> [TEXTE FOURNI]
╭──

La ville de Cali où se déroule la COP 16, dans le sud-ouest de la Colombie, est une cité extraordinaire, forte d’une biodiversité très riche. Le jardin botanique de Cali est un exemple de conservation de la faune et de la flore, un véritable sanctuaire. Cali a notamment développé les systèmes de récupération de l’eau des rives et des rivages et favorisé le traitement des déchets.
Au Brésil, la ville de Curitiba suit elle aussi un développement urbain exemplaire en assurant un équilibre entre le bâti et la végétation. La ville ne compte pas moins de 48 parcs et de 13 millions de m2 de végétation naturelle au point que les espaces verts représentent 60 m2 par habitant (soit cinq fois plus que le minimum recommandé par l’Organisation mondiale de la santé). Les transports publics sont particulièrement développés avec plus de 300 lignes de bus roulant au biodiesel depuis 2010 et couvrant plus de 1000 km de terrain, réduisant d’autant la pollution liée au parc automobile.
En Australie, à Melbourne comme à Sidney, les acteurs de la construction ont pour leur part comme ils l’ont documenté au PLEA, l’acronyme de « Passive and Low Energy Architecture », appuyé le développement de l’urbanisme durable en recourant notamment à des tissus arborés issus des essences locales pour réduire les effets d’îlots de chaleur.
De son côté, le US Green Building Council a lancé la certification « LEED for Cities and Communities » qui vise à aider les dirigeants locaux à créer et à mettre en œuvre des plans responsables et spécifiques de gestion de l’énergie, de l’eau, des déchets et des transports, afin de réinventer la manière dont les villes et les communautés sont planifiées, développées et exploitées dans le but d’améliorer leur durabilité et la qualité de vie.
Quel rôle les architectes peuvent-ils jouer dans ces urbanisations plus vertueuses ?
Les architectes peuvent jouer un rôle d’intégration en faisant de la durabilité la base de toute conception. Trop longtemps les architectes ont visé le beau, l’esthétique. Il faut changer de paradigme. L’architecture doit être plus flexible, plus durable. La conception de l’enveloppe des bâtiments doit être particulièrement travaillée, les matériaux adaptés en choisissant ceux qui bénéficient de déclarations environnementales, les solutions thermiques doivent être soigneusement étudiées, la ventilation naturelle privilégiée. Ainsi une tour peut être conçue de manière à évacuer la chaleur aisément par l’effet de cheminée et les espaces intérieurs optimisés afin de favoriser l’éclairage naturel. Il faut aussi rechercher un équilibre entre les vitrages et l’isolation. La beauté doit être le résultat de la durabilité.
Trop longtemps, les architectes ont visé le beau, l’esthétique. Il faut changer de paradigme.
Comment concilier ces enjeux avec d’autres urgences comme l’accès à un logement décent pour tous ?

╰──

> [DONNÉES AFFICHÉES]
╭──

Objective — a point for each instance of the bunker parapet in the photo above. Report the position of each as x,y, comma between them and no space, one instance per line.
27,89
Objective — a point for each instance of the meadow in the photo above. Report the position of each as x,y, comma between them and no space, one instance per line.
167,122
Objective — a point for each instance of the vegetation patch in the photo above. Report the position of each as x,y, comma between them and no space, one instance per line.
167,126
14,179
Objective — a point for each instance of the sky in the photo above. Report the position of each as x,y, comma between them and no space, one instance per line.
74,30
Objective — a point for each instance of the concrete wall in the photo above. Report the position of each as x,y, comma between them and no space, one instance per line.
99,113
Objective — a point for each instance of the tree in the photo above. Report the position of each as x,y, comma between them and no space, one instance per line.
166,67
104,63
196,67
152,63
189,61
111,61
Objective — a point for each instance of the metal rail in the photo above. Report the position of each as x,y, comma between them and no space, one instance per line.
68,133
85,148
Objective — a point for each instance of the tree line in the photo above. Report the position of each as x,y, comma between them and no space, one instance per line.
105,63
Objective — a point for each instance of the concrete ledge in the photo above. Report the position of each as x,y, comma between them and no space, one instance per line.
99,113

╰──

> [CONSIGNES]
A. Pour chaque affirmation, dites par oui ou non si elle concorde avec l'extrait sur l'urbanisme durable, et citez à l'identique les mots qui le montrent. (i) Curitiba compte 48 parcs. (ii) Les bus de Curitiba roulent à l'électricité depuis 2010. (iii) La certification LEED for Cities and Communities a été lancée par le US Green Building Council.
B. Reprenez l'extrait sur l'urbanisme durable à la suite de sa dernière phrase.
Les données proviennent d'une autre source.

> [RÉPONSES PAR CONSIGNE]
A.
(i) Oui : « La ville ne compte pas moins de 48 parcs »
(ii) Non : « plus de 300 lignes de bus roulant au biodiesel depuis 2010 »
(iii) Oui : « De son côté, le US Green Building Council a lancé la certification »

B.
On peut travailler l’architecture bioclimatique sous différents aspects : les bâtiments commerciaux, les bâtiments institutionnels et le logement. Les logements durables sont socialement profitables à tous. Réaliser des logements sociaux assurant qualité de vie et espace n’est pas forcément plus onéreux d’autant que les établissements bancaires peuvent souvent bénéficier de subventions croisées pour les construire.
J’ai assuré la conception et la construction de logements sociaux dans un village tropical isolé, appelé Utica, qui avait été détruit par un glissement de terrain. J’ai pu réduire sensiblement les coûts dans la mesure où je n’ai pas eu recours à l’isolation thermique et simplement à des tôles métalliques très simples adaptées au climat tropical humide. L’architecture bioclimatique permet de mettre à disposition des personnes modestes des logements mieux adaptés car mieux ventilés. Un projet très satisfaisant qui m’a à nouveau donné l’opportunité de transformer en réalité mes rêves d’étudiant.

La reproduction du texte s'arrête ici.